TASK STATEMENT >> Starting at the line that contains "Target: wet pavement" and continuing through the end of the listing, write every line out again, shifting each coordinate value up by 111.

DATA ROWS >>
* begin *
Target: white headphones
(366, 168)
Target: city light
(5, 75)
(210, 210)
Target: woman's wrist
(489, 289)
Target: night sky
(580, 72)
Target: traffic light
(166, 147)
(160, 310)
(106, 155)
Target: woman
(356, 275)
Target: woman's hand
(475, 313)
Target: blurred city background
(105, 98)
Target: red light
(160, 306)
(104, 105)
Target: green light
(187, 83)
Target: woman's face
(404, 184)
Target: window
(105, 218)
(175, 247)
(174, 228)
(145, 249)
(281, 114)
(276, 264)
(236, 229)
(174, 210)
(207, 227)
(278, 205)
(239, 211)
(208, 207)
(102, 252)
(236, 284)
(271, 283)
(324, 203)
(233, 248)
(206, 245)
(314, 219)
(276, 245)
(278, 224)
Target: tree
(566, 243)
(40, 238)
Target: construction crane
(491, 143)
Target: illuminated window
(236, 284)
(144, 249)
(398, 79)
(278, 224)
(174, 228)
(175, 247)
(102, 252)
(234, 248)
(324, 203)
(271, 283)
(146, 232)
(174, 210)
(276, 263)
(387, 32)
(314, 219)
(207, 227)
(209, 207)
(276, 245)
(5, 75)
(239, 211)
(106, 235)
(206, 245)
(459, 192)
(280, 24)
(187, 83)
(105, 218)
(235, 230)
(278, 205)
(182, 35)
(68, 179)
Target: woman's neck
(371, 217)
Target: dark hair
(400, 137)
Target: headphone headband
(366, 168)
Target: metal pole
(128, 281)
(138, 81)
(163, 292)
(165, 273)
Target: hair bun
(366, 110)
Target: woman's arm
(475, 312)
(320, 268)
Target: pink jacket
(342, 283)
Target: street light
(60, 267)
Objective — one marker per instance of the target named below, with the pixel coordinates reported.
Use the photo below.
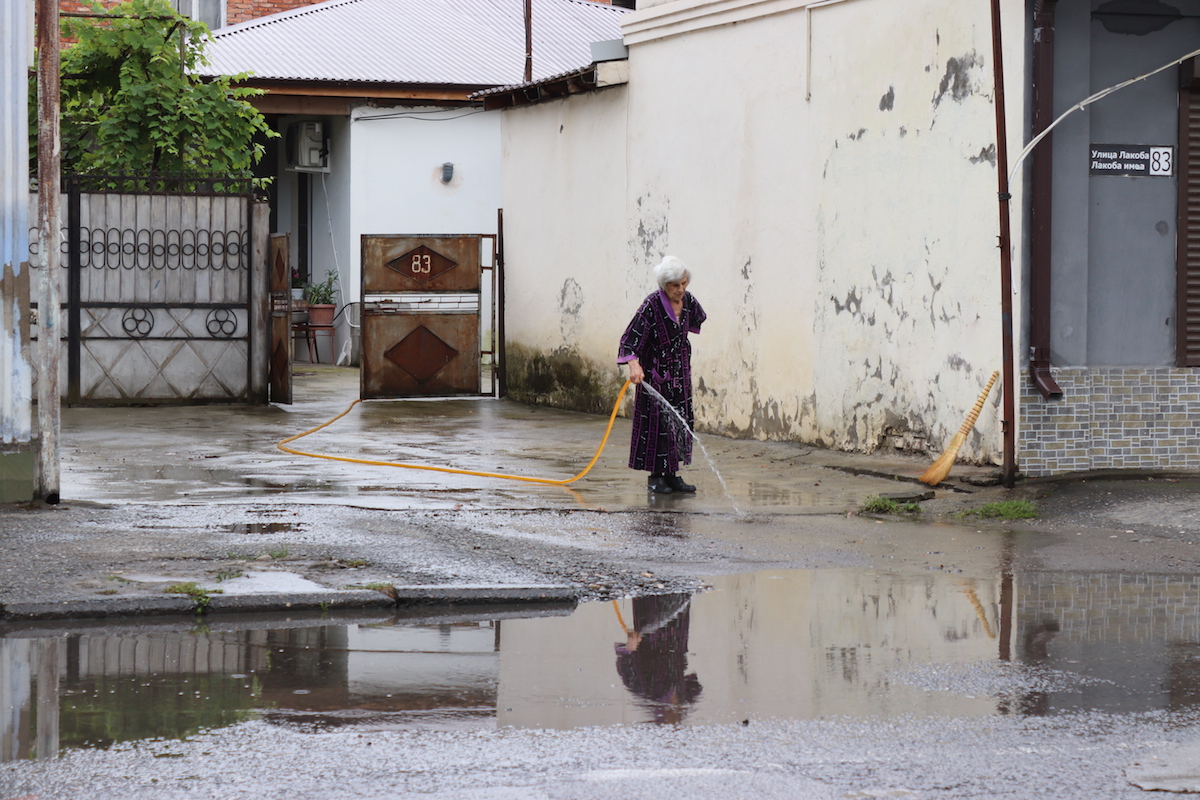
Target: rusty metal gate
(281, 342)
(429, 316)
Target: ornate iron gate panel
(423, 314)
(157, 290)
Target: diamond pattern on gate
(160, 370)
(421, 354)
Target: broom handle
(975, 413)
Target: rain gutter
(1042, 172)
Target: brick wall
(239, 11)
(1113, 417)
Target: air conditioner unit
(307, 149)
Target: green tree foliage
(132, 103)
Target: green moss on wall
(562, 379)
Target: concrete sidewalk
(219, 453)
(167, 497)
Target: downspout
(528, 23)
(1042, 180)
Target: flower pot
(322, 314)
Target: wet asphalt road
(155, 495)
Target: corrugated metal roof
(466, 42)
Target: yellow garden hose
(612, 417)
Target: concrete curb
(299, 601)
(345, 600)
(484, 595)
(99, 608)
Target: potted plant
(319, 298)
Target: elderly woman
(655, 347)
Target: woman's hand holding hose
(636, 374)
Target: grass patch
(876, 504)
(1006, 510)
(195, 591)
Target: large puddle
(796, 644)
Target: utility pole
(48, 307)
(1006, 254)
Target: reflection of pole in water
(653, 660)
(49, 661)
(16, 687)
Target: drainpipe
(1006, 253)
(528, 20)
(1042, 168)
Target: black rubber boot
(658, 485)
(677, 485)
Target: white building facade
(827, 169)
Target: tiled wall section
(1111, 608)
(1113, 417)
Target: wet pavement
(208, 617)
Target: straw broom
(941, 468)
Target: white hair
(670, 270)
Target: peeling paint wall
(843, 245)
(568, 278)
(907, 293)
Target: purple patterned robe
(660, 344)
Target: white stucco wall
(565, 256)
(843, 244)
(385, 178)
(396, 174)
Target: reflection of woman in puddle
(653, 660)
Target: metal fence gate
(159, 288)
(427, 316)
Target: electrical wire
(419, 116)
(1085, 103)
(587, 469)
* end *
SOLUTION FOR THIS TASK >>
Target: wet pavement
(319, 728)
Target: straw broom
(1052, 579)
Target: white hair
(781, 381)
Target: peeling paint wall
(954, 356)
(679, 389)
(1018, 404)
Target: purple patterned robe
(771, 455)
Target: white stucco wall
(676, 367)
(954, 355)
(496, 289)
(507, 285)
Target: reflection of woman in puddle
(764, 771)
Target: metal fence gate
(270, 399)
(538, 427)
Target: electrical wire
(530, 227)
(1196, 214)
(698, 580)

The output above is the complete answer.